begin EXERCISE MATERIAL

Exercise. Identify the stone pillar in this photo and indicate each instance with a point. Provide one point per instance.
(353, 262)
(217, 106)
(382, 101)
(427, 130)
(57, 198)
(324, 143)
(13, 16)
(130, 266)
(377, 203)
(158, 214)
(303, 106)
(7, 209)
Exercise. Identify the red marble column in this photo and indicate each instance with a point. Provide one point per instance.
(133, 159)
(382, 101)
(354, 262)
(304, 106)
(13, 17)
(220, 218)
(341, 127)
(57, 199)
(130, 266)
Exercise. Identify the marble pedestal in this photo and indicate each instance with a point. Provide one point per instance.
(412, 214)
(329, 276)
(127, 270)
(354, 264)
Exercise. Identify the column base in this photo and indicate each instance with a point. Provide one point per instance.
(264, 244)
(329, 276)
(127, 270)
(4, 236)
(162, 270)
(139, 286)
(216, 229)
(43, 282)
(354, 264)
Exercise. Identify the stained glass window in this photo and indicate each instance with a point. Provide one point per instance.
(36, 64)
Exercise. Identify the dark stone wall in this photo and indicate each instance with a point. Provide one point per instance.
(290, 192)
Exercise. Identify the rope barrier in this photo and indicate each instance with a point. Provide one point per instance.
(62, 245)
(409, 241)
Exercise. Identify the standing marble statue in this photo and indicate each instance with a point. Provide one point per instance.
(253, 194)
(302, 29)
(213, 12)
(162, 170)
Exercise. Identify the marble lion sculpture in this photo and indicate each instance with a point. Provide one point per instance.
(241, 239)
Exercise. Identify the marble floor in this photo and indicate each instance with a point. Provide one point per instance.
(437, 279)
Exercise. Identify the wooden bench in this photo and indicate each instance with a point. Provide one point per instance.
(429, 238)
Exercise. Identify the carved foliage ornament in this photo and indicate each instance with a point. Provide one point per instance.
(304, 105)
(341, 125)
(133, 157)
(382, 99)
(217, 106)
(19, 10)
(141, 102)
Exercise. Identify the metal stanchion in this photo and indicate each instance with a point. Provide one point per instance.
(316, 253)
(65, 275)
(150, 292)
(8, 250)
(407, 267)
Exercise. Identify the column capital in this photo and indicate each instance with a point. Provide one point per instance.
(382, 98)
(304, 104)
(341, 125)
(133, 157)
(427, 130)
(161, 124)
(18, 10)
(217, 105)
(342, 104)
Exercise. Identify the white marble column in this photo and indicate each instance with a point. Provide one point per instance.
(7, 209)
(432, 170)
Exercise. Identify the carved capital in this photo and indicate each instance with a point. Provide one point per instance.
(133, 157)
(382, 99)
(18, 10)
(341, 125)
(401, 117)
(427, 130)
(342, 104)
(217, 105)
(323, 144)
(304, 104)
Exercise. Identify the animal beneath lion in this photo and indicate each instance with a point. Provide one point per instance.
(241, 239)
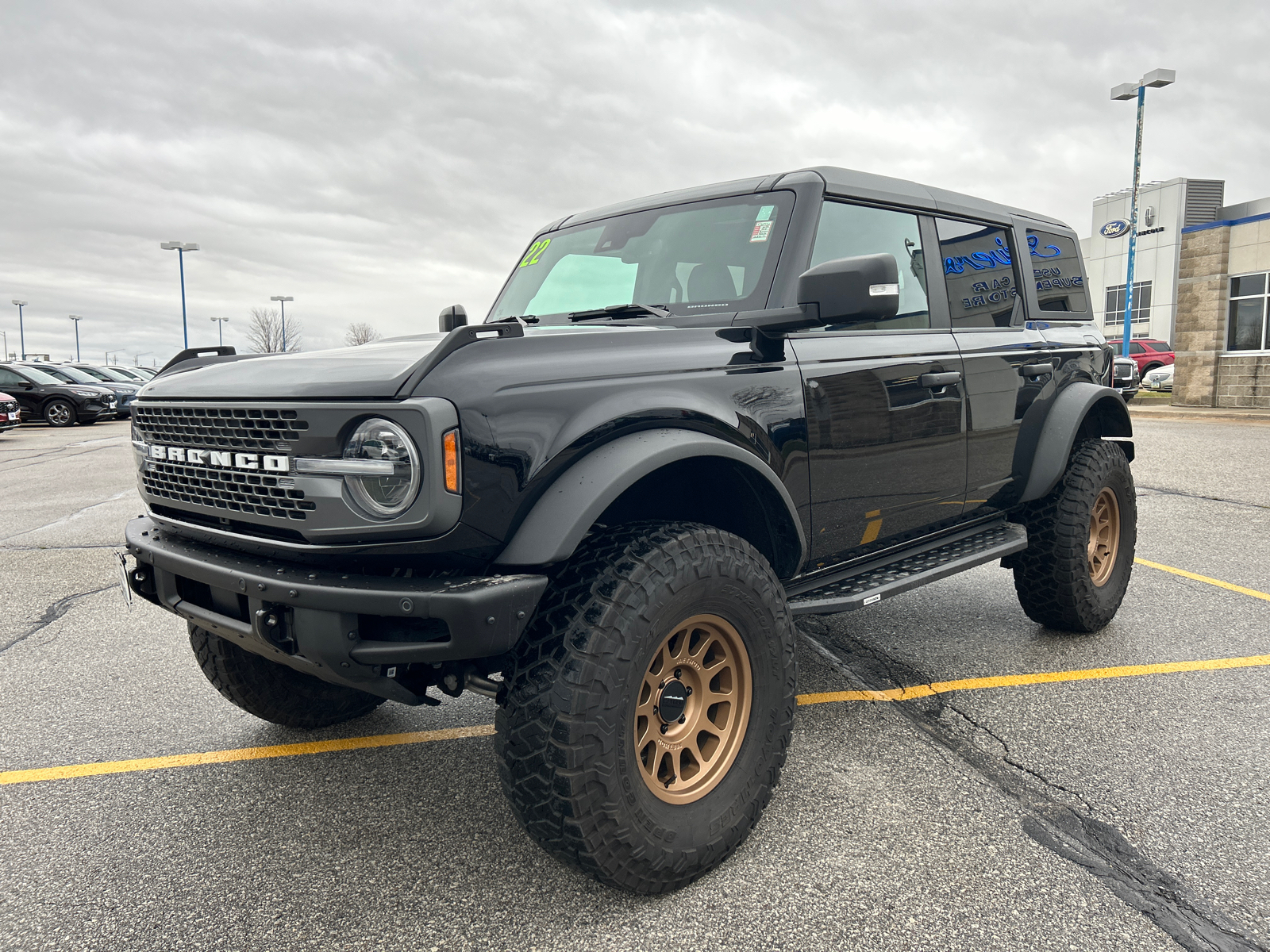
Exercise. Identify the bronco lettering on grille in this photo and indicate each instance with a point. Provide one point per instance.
(214, 457)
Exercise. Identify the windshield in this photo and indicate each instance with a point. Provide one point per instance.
(40, 378)
(696, 258)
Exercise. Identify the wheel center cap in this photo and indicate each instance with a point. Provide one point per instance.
(672, 701)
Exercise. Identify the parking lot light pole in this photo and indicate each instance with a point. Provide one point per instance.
(1124, 92)
(181, 254)
(283, 304)
(22, 334)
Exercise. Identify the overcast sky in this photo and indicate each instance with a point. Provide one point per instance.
(381, 162)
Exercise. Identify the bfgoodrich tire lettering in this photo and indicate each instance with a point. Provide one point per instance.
(275, 692)
(567, 733)
(1056, 575)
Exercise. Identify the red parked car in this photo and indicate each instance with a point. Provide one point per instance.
(10, 416)
(1149, 355)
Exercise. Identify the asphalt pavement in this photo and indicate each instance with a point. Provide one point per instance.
(1103, 812)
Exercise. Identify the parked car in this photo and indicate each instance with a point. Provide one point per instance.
(73, 374)
(1147, 353)
(1160, 378)
(1126, 378)
(60, 404)
(10, 413)
(622, 505)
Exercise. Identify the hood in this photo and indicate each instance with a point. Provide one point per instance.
(370, 371)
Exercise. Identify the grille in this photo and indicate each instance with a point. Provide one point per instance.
(219, 427)
(225, 489)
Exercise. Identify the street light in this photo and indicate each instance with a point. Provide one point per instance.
(76, 319)
(283, 302)
(22, 334)
(1137, 90)
(181, 254)
(220, 327)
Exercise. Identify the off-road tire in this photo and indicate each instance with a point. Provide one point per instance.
(565, 734)
(275, 692)
(1052, 575)
(60, 413)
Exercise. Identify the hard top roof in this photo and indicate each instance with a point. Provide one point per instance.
(845, 183)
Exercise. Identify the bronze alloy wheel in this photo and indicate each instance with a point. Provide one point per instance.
(1104, 536)
(692, 708)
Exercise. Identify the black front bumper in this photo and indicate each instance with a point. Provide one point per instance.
(346, 628)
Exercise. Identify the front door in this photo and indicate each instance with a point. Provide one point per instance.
(884, 401)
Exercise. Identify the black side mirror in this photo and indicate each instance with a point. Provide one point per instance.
(861, 289)
(451, 317)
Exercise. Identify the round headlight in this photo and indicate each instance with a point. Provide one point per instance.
(393, 490)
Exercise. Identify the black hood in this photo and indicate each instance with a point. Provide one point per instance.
(370, 371)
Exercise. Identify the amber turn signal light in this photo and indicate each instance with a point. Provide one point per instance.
(450, 443)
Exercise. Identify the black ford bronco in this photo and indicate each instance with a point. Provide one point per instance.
(686, 420)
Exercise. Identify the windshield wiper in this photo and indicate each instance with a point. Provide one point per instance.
(618, 310)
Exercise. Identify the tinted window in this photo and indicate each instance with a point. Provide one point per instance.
(851, 230)
(1056, 264)
(694, 258)
(979, 274)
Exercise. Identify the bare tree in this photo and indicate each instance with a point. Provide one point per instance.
(264, 332)
(360, 333)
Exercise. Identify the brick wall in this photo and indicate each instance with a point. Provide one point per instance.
(1200, 328)
(1244, 381)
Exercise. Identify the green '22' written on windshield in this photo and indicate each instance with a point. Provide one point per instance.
(535, 251)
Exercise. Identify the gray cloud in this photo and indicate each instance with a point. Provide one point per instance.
(379, 163)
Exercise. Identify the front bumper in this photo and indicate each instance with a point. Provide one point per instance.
(346, 628)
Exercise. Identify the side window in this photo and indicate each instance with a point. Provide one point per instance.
(850, 230)
(979, 274)
(1056, 264)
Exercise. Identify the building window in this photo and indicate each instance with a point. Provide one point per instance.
(1141, 321)
(1248, 325)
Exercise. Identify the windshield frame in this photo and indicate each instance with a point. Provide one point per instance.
(787, 200)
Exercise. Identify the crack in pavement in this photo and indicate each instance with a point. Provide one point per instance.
(70, 516)
(54, 612)
(1049, 816)
(1194, 495)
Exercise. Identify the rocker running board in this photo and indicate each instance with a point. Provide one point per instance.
(870, 585)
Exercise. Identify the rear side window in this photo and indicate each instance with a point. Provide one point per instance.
(979, 274)
(1057, 270)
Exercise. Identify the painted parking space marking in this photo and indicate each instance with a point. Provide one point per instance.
(1227, 585)
(224, 757)
(1014, 681)
(486, 730)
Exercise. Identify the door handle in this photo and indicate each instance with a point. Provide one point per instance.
(940, 380)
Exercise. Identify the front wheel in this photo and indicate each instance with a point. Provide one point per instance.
(1081, 539)
(59, 413)
(651, 704)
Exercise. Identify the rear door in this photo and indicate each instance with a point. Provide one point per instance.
(1007, 362)
(887, 450)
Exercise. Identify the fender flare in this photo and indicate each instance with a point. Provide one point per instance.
(1053, 446)
(581, 494)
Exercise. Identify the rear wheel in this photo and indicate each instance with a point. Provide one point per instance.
(1081, 539)
(275, 692)
(651, 704)
(60, 413)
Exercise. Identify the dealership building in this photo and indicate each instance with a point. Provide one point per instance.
(1202, 281)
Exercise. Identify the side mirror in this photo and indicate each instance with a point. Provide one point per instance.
(451, 317)
(861, 289)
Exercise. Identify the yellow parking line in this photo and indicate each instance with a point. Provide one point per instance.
(1221, 584)
(1011, 681)
(224, 757)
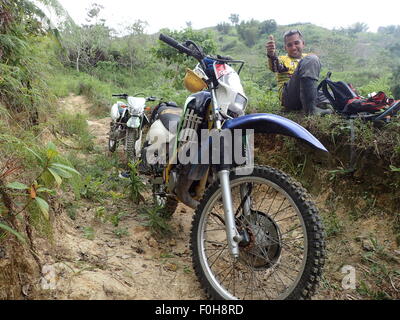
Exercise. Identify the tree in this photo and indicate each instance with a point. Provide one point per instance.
(87, 45)
(136, 31)
(249, 31)
(224, 27)
(22, 24)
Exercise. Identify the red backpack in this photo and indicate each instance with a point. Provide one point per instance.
(345, 100)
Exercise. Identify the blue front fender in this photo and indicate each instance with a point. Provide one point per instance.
(271, 123)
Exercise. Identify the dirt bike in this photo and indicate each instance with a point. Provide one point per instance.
(255, 232)
(127, 122)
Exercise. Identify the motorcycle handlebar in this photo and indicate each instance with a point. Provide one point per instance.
(175, 44)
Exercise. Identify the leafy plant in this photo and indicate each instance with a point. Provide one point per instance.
(153, 219)
(33, 195)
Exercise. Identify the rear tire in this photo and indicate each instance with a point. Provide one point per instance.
(283, 235)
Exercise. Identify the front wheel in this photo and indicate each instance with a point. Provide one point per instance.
(282, 251)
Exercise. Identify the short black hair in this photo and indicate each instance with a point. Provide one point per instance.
(291, 33)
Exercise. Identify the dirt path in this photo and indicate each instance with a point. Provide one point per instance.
(104, 266)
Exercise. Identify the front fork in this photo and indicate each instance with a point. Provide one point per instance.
(232, 234)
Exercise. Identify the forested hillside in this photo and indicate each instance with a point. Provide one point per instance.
(44, 173)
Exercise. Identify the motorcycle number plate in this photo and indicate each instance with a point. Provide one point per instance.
(133, 122)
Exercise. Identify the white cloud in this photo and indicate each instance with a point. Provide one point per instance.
(175, 13)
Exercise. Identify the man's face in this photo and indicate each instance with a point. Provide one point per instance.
(294, 46)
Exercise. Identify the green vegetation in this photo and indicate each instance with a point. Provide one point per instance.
(49, 160)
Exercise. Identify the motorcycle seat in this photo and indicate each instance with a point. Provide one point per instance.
(170, 117)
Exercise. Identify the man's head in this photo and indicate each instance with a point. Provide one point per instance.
(294, 43)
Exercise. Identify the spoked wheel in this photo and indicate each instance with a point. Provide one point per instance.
(282, 251)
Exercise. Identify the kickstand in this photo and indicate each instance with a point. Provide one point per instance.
(352, 147)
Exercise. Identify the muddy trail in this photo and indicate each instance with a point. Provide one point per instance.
(94, 258)
(90, 260)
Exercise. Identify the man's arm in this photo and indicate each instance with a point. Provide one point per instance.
(273, 61)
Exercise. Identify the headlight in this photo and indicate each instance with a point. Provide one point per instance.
(240, 101)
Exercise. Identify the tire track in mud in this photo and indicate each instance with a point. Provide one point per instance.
(136, 266)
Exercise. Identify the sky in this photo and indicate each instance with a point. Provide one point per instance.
(174, 14)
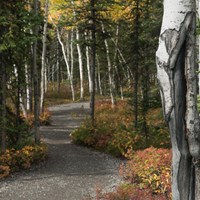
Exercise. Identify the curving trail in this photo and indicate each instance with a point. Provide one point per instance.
(71, 172)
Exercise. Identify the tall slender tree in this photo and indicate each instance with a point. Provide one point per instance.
(36, 76)
(93, 58)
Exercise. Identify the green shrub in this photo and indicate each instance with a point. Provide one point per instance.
(150, 168)
(13, 159)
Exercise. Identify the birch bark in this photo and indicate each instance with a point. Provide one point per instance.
(43, 68)
(176, 73)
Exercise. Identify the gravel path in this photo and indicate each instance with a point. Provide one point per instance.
(71, 172)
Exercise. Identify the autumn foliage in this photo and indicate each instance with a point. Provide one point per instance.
(13, 160)
(116, 134)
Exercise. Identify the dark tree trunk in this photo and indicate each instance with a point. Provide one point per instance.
(93, 60)
(177, 77)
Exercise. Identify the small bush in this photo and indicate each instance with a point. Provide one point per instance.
(14, 160)
(151, 169)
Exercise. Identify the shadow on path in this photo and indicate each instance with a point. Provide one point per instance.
(71, 171)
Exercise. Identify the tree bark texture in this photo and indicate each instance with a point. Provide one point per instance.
(43, 69)
(2, 105)
(36, 79)
(176, 72)
(93, 59)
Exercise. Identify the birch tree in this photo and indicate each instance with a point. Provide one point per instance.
(43, 68)
(36, 82)
(176, 72)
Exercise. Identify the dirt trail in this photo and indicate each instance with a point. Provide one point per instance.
(70, 172)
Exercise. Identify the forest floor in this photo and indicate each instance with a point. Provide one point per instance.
(70, 172)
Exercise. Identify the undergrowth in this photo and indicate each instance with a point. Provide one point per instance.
(147, 172)
(14, 160)
(114, 132)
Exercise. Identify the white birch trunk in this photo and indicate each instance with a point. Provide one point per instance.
(20, 97)
(72, 53)
(43, 68)
(176, 72)
(27, 88)
(67, 65)
(111, 82)
(88, 64)
(99, 76)
(80, 61)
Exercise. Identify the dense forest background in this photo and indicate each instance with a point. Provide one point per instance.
(77, 48)
(56, 51)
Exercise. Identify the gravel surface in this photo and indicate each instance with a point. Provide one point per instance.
(71, 172)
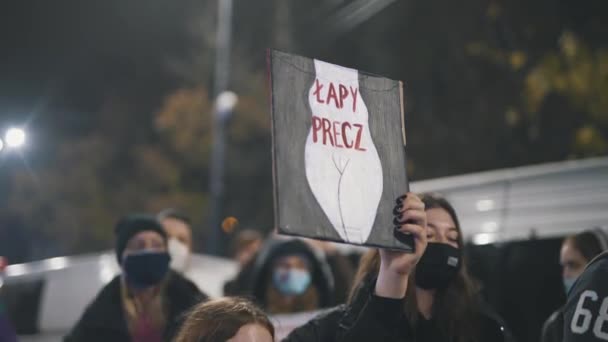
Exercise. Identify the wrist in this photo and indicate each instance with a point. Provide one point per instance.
(391, 284)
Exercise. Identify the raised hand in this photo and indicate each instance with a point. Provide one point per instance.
(396, 266)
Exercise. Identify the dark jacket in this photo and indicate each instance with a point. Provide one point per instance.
(340, 268)
(104, 318)
(585, 310)
(260, 276)
(373, 318)
(553, 329)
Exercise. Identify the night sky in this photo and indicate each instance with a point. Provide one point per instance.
(60, 59)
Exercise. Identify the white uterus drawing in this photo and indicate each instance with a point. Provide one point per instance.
(346, 182)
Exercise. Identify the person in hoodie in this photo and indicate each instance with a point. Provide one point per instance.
(146, 301)
(424, 295)
(576, 252)
(289, 277)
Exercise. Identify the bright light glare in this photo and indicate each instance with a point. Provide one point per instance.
(484, 239)
(489, 227)
(57, 263)
(15, 137)
(226, 101)
(16, 270)
(485, 205)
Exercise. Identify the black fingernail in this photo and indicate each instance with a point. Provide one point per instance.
(401, 199)
(398, 209)
(396, 221)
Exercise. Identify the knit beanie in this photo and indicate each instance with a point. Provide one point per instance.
(130, 226)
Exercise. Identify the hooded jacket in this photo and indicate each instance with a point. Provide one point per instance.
(261, 276)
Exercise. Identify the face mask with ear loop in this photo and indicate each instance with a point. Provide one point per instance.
(438, 266)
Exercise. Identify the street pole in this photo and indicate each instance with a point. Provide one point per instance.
(217, 240)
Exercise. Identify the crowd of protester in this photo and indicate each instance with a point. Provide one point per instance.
(387, 295)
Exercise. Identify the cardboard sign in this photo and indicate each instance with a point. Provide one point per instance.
(338, 152)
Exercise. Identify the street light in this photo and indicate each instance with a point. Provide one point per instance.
(14, 137)
(224, 104)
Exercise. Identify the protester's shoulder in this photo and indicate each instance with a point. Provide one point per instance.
(323, 327)
(584, 307)
(106, 298)
(182, 286)
(595, 276)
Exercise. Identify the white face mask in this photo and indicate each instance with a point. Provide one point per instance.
(180, 255)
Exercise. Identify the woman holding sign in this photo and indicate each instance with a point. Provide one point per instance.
(422, 296)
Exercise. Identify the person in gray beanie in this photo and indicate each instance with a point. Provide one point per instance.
(146, 301)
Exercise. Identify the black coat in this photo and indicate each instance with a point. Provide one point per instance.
(584, 314)
(373, 318)
(104, 318)
(553, 329)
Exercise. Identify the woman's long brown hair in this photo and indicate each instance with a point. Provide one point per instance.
(220, 320)
(455, 307)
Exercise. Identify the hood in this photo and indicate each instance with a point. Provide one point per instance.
(322, 277)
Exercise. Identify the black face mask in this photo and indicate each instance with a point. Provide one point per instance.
(438, 266)
(146, 269)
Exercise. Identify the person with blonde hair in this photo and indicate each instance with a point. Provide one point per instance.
(230, 319)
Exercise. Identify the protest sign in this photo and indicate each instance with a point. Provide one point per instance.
(338, 152)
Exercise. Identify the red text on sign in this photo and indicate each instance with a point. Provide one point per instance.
(337, 134)
(336, 96)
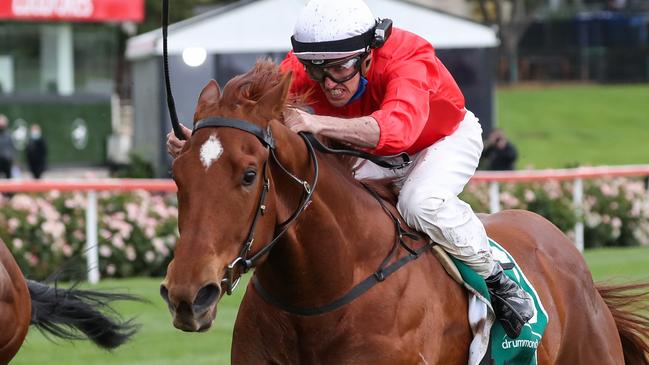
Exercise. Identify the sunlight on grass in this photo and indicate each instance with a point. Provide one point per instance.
(159, 343)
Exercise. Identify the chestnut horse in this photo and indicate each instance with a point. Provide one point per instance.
(244, 181)
(69, 314)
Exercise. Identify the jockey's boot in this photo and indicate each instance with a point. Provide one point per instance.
(512, 305)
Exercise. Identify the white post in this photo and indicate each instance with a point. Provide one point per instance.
(92, 252)
(494, 197)
(578, 201)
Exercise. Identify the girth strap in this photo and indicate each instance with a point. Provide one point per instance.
(365, 285)
(378, 276)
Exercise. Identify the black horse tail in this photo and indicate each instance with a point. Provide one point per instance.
(75, 314)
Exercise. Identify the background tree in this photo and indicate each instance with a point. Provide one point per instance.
(512, 18)
(178, 10)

end EXERCISE MATERIAL

# [GIVEN TASK]
Convert the items starting at the line containing "Exercise. Identify the red parked" and ending at the line containing "(1103, 812)" into a two-column CSV with the header instruction,points, one row per item. Put each item's text in the instruction column and its answer in the points column, each as a single quoted field with line breaks replaced by spaces.

# [THE ANSWER]
instruction,points
"Exercise. Identify the red parked car in this photo and indicate each instance with a point. Provide one point per instance.","(10, 416) (1149, 355)"
"Exercise. Identify the asphalt pavement in this photo and indicate each instance with a point. Provide one point per instance.","(1103, 812)"